Stated exercise = Reproduce the reply about dynamically allocated shared memory word for word.

Document text =

Well, you can't really fix that problem with this infrastructure,
because this infrastructure only allows shared memory to be
dynamically allocated from a pool set aside for such allocations in
advance. If a surge in demand can exhaust all the heavyweight lock
space in the system, it can also exhaust the shared pool from which
more heavyweight lock space can be allocated. The failure might
manifest itself in a totally different subsystem though, since the
allocation that failed wouldn't necessarily be a heavyweight lock
allocation, but some other allocation that failed as a result of space
used by the heavyweight locks.

It would be more interesting if you could expand (or contract) the
size of shared memory as a whole while the system is up and running.
Then, perhaps, max_locks_per_transaction and other, similar GUCs could
be made PGC_SIGHUP, which would give you a way out of such situations
that didn't involve taking down the entire cluster. I'm not too sure
how to do that, though.

With respect to imessages specifically, what is the motivation for
using shared memory rather than something like an SLRU? The new
LISTEN implementation uses an SLRU and handles variable-size messages,
so it seems like it might be well-suited to this task.

Incidentally, the link for the imessages patch on the CommitFest page
points to http://archives.postgresql.org/message-id/ab0cd52a64e788f4ecb4515d1e6e4691@localhost
- which is the dynamic shmem patch. So I'm not sure where to find the
latest imessages patch.

Raw data =

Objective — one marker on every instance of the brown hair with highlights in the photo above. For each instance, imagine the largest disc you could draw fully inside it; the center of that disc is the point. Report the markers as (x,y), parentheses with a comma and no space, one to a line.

Written reply =
Well, you can't really fix that problem with this infrastructure,
because this infrastructure only allows shared memory to be
dynamically allocated from a pool set aside for such allocations in
advance. If a surge in demand can exhaust all the heavyweight lock
space in the system, it can also exhaust the shared pool from which
more heavyweight lock space can be allocated. The failure might
manifest itself in a totally different subsystem though, since the
allocation that failed wouldn't necessarily be a heavyweight lock
allocation, but some other allocation that failed as a result of space
used by the heavyweight locks.

It would be more interesting if you could expand (or contract) the
size of shared memory as a whole while the system is up and running.
Then, perhaps, max_locks_per_transaction and other, similar GUCs could
be made PGC_SIGHUP, which would give you a way out of such situations
that didn't involve taking down the entire cluster. I'm not too sure
how to do that, though.

With respect to imessages specifically, what is the motivation for
using shared memory rather than something like an SLRU? The new
LISTEN implementation uses an SLRU and handles variable-size messages,
so it seems like it might be well-suited to this task.

Incidentally, the link for the imessages patch on the CommitFest page
points to http://archives.postgresql.org/message-id/ab0cd52a64e788f4ecb4515d1e6e4691@localhost
- which is the dynamic shmem patch. So I'm not sure where to find the
latest imessages patch.